PROBLEM TO SOLVE
Take the entries below and reproduce them word for word.

Dataset entries

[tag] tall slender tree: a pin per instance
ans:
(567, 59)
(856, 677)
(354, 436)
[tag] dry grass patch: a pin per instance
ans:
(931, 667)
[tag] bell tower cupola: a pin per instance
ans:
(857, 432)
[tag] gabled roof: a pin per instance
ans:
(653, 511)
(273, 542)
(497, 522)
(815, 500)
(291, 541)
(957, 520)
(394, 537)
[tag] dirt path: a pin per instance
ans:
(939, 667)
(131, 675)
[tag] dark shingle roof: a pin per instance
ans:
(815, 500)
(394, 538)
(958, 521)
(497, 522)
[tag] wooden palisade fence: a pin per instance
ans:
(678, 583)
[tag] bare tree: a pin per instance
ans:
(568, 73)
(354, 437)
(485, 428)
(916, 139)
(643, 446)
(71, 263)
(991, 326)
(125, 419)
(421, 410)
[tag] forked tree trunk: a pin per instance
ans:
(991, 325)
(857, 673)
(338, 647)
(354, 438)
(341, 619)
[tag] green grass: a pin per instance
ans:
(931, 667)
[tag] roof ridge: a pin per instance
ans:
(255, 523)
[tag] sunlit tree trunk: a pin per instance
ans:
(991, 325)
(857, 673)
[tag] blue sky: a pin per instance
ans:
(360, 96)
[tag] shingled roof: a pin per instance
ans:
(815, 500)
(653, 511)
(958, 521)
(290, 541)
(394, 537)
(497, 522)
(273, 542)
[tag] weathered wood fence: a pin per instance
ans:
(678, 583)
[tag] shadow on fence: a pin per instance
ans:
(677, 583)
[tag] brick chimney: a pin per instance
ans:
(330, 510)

WORKED SOLUTION
[tag] tall slender tree: a pin per instance
ans:
(567, 59)
(856, 677)
(354, 436)
[tag] dry grass patch: a pin per instance
ans:
(931, 667)
[tag] bell tower cupola: a pin per instance
ans:
(857, 432)
[tag] gabled roof: a pin per instance
ans:
(653, 511)
(273, 542)
(497, 522)
(815, 500)
(291, 541)
(957, 520)
(394, 537)
[tag] dirt path: a pin per instance
ans:
(939, 667)
(131, 675)
[tag] dark shingle roof: a pin per instance
ans:
(815, 500)
(394, 538)
(958, 521)
(497, 522)
[tag] wooden palisade fence: a pin per instance
ans:
(678, 583)
[tag] bare tree: a pin per instance
ans:
(568, 73)
(354, 437)
(485, 428)
(916, 139)
(643, 446)
(71, 263)
(991, 326)
(125, 419)
(421, 410)
[tag] forked tree trunk: a pin per instance
ans:
(991, 325)
(857, 673)
(338, 647)
(354, 438)
(341, 619)
[tag] green grass: a pin per instance
ans:
(931, 667)
[tag] roof ridge: a pin per instance
ans:
(255, 523)
[tag] sunlit tree trunk: a pin per instance
ans:
(991, 325)
(857, 673)
[tag] blue sky: a pin per instance
ans:
(360, 96)
[tag] shingled roof: a pin per instance
ans:
(815, 500)
(653, 511)
(958, 521)
(290, 541)
(394, 537)
(497, 522)
(273, 542)
[tag] weathered wood fence: a pin per instance
ans:
(678, 583)
[tag] shadow on fence: a pin per instance
ans:
(677, 583)
[tag] brick chimney: a pin per instance
ans:
(330, 510)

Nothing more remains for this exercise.